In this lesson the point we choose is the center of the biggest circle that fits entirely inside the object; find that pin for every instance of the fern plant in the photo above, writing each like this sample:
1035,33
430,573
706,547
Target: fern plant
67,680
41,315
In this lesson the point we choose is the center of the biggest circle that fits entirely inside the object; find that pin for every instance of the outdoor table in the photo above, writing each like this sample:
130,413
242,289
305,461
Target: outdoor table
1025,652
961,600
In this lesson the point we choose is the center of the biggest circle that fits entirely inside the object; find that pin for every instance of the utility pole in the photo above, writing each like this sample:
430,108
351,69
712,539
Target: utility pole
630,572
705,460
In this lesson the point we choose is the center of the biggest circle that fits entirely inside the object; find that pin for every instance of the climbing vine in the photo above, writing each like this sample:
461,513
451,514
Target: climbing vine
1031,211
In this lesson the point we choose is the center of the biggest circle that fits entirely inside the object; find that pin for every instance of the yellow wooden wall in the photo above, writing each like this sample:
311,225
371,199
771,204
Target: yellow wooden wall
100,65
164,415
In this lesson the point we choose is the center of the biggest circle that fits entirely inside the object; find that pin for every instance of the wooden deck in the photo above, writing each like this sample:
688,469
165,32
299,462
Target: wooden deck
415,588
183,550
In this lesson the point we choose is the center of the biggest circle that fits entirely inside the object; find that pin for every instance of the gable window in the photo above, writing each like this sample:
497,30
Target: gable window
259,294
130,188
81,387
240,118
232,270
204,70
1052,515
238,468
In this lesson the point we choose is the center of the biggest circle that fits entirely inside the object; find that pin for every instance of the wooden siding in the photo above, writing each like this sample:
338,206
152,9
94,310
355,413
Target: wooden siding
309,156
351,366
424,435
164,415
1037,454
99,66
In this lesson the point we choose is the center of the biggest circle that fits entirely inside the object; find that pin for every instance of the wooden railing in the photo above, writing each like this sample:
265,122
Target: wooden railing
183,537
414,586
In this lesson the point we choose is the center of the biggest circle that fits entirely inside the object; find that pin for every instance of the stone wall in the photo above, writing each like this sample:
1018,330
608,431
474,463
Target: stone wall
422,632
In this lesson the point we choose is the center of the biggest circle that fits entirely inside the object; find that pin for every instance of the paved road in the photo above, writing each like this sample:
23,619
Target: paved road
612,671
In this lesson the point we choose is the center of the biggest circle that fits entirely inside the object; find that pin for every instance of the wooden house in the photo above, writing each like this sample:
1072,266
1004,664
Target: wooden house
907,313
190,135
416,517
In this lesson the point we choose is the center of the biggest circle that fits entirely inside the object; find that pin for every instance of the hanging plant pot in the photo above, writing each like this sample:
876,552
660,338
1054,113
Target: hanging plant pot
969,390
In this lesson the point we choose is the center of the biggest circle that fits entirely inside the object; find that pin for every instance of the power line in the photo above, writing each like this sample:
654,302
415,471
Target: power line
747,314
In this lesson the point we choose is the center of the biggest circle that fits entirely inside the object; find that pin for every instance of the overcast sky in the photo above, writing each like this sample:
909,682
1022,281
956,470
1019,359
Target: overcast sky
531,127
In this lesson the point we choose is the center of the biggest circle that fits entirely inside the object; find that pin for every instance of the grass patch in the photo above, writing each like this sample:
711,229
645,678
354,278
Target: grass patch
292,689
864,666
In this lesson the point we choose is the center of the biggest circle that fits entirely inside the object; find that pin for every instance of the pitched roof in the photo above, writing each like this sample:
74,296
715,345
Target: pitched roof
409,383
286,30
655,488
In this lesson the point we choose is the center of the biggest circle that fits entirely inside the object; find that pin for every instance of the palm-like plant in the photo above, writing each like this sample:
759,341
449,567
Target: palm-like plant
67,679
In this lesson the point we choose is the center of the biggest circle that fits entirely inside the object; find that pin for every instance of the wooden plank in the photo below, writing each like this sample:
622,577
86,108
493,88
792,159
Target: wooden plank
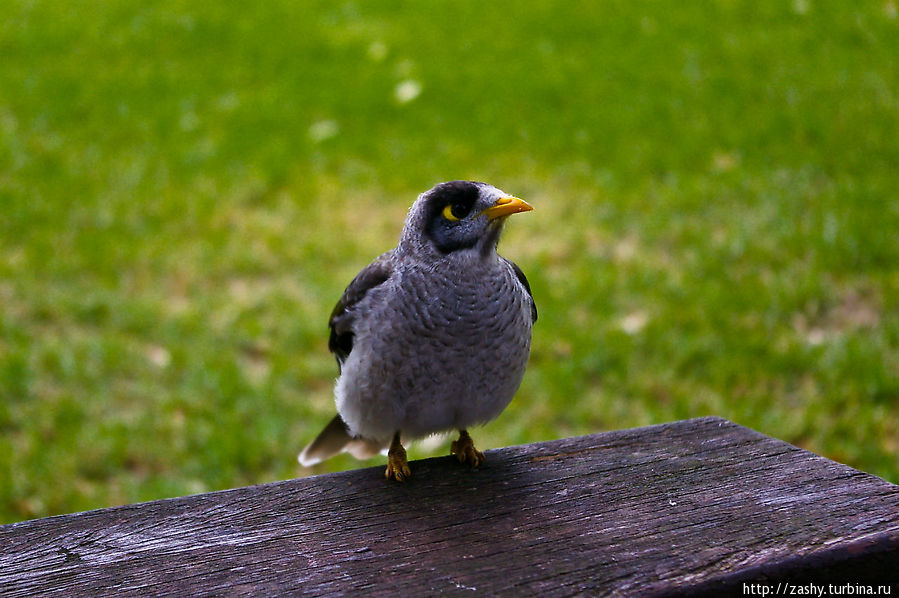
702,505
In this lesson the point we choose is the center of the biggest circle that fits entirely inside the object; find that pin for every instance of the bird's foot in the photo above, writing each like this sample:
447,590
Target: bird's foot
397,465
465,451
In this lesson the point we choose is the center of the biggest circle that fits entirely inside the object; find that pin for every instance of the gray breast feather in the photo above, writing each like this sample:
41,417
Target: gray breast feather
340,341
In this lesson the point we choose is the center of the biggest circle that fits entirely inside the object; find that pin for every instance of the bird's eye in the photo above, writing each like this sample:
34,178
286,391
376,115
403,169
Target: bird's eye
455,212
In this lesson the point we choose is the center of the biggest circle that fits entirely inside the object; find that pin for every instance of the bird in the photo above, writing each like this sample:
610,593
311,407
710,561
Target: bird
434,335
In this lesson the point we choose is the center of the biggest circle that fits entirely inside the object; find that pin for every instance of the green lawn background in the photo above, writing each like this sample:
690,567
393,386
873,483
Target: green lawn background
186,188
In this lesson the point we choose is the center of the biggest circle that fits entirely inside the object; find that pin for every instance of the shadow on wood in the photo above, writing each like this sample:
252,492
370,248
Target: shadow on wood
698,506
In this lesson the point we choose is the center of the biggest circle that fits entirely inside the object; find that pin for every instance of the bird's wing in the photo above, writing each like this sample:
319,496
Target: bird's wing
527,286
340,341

==

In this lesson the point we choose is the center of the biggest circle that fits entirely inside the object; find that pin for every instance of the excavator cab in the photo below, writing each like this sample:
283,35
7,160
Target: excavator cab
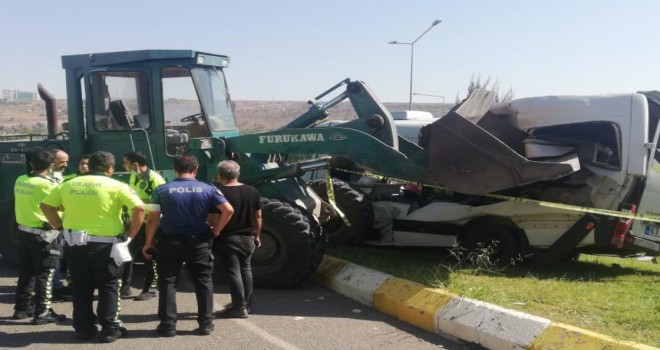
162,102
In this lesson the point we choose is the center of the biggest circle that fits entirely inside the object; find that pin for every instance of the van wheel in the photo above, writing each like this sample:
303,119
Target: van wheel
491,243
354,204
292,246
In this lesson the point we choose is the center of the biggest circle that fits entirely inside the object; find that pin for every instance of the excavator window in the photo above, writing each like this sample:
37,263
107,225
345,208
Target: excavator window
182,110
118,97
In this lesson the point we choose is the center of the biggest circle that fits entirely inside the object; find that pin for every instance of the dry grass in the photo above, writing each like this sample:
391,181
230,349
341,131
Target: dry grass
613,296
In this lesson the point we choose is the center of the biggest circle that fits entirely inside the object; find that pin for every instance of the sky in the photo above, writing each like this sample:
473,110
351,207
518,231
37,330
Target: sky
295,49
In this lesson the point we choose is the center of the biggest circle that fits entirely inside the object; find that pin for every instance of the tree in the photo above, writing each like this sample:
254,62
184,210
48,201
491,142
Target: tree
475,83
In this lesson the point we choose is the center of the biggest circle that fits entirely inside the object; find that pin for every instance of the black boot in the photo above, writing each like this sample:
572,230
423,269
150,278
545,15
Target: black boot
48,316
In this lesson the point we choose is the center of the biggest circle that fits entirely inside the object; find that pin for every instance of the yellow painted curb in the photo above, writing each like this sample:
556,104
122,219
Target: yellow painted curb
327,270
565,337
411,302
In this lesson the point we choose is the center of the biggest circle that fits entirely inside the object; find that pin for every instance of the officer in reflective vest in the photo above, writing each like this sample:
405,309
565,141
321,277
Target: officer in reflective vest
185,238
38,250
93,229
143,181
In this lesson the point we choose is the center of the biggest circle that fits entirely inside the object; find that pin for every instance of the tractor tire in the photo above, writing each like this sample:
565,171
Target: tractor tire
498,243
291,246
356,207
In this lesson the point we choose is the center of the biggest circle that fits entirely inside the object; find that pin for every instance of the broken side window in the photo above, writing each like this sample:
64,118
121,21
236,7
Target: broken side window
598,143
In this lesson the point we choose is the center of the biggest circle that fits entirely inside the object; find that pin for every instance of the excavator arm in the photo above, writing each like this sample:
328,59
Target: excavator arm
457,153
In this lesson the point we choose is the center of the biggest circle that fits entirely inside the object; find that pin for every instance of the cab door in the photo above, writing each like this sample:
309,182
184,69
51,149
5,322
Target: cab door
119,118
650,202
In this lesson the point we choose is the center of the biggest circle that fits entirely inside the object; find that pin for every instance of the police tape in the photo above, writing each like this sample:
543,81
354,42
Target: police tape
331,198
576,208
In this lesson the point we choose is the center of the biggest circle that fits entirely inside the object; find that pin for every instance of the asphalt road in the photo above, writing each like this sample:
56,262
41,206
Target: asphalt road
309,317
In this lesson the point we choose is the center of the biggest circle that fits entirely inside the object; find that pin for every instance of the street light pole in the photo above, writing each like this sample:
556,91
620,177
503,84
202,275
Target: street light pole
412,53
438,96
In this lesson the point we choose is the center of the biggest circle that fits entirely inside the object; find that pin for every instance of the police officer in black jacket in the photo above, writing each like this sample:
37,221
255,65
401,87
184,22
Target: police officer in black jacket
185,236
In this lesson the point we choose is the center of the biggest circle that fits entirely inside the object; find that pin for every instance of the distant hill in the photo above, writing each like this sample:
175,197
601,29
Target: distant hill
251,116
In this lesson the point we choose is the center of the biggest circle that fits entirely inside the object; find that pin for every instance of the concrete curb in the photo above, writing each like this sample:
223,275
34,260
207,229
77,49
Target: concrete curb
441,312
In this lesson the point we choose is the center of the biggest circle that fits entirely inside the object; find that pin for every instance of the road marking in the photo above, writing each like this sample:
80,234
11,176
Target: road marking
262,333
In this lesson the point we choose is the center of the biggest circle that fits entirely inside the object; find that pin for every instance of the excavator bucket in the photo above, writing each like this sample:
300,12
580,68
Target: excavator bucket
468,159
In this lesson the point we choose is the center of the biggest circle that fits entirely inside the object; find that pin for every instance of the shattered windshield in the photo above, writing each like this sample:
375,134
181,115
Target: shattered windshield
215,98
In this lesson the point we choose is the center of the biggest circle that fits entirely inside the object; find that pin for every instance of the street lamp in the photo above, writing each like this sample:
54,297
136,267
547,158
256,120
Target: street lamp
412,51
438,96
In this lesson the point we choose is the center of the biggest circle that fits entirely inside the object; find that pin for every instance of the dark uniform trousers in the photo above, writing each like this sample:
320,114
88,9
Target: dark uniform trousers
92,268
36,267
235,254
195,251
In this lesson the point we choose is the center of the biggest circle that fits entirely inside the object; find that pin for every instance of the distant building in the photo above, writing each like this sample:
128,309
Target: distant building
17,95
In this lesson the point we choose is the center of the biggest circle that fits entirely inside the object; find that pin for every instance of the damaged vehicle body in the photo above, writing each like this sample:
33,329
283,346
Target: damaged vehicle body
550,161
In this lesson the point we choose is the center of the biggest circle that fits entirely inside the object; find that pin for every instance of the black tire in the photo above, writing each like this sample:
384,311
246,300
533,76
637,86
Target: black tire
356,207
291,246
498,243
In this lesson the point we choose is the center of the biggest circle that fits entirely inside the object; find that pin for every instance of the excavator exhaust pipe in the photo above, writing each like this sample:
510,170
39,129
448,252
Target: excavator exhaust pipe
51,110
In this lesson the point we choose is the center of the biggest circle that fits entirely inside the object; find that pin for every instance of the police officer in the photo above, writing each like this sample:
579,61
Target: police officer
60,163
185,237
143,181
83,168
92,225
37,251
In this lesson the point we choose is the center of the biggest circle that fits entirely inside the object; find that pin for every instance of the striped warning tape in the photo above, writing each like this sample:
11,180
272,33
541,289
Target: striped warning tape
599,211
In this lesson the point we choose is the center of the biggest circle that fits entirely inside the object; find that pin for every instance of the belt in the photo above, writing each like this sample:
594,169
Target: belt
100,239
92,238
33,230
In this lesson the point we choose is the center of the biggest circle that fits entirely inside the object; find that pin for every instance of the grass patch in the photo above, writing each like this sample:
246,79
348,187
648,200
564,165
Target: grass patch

#### Description of the task:
Extract every line of the rows above that contains the word "plant", copying each line in full.

#### Answer for the task:
In this lesson the point we choose is the center of the biggest circle that fits entirely inside the object; find that pin for every instance of the fern plant in the photo above, writing each like this sample:
Target: fern plant
In this lesson the point we choose is the center of the biggest circle that fits entirely inside the object; find that pin for every instance of the hanging plant pot in the photo above, writing each like this sample:
Target: hanging plant pot
In this lesson the point we choose is the center of the biggest circle that fits entirely inside the object; find that pin for every instance of the palm-like plant in the photo above, writing each like this sample:
Target: palm-like plant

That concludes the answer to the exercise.